[[ MATERIAL TO PROCESS, beginning ]]

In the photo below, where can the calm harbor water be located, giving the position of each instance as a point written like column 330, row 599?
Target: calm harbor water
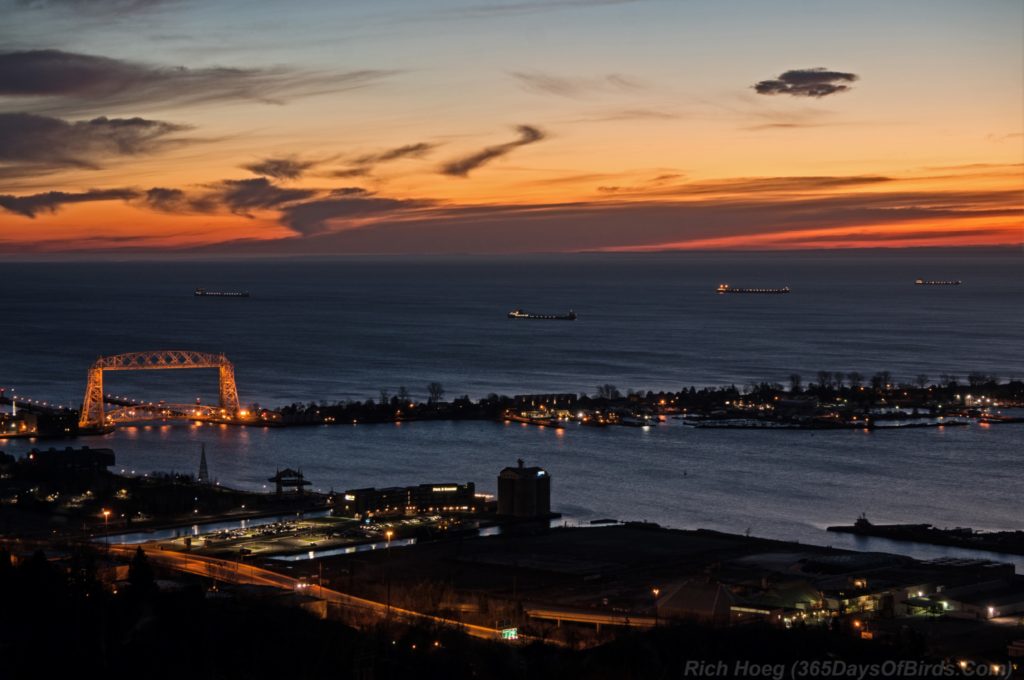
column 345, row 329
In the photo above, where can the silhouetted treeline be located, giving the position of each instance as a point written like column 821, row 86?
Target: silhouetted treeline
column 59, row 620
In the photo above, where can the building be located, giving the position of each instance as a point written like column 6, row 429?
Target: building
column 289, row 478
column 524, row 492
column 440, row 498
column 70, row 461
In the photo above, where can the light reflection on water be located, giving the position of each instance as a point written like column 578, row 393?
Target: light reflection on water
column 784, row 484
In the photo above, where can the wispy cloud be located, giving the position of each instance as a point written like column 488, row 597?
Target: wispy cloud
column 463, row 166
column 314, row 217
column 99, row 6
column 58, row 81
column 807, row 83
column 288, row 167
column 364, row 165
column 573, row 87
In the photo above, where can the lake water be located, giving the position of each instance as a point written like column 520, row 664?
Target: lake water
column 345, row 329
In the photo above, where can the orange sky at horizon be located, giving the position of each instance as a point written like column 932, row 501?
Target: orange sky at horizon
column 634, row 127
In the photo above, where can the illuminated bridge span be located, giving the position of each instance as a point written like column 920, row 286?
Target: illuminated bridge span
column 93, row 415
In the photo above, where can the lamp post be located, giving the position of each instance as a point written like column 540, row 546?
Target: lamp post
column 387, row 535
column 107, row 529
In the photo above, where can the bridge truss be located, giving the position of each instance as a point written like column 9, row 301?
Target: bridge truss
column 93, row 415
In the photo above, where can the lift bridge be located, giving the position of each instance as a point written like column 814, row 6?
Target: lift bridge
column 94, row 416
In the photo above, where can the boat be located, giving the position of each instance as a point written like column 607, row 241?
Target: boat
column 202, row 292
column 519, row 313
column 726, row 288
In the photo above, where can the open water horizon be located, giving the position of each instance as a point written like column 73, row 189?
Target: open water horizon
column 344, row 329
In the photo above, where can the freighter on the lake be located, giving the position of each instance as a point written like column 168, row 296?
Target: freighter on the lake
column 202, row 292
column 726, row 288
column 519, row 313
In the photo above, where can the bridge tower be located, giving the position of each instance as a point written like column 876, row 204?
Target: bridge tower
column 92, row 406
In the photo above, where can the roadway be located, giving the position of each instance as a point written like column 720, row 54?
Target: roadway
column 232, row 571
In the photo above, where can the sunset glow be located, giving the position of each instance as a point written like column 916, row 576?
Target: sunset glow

[[ MATERIAL TO PROCESS, end ]]

▶ [WHAT THE TASK ASKS]:
Go through the data above and copy each line in which "sunset" appears.

▶ [ANSWER BOX]:
In the photo above, where can the sunset glow be located, giving the position of each instance as a point written like column 916, row 576?
Target: sunset glow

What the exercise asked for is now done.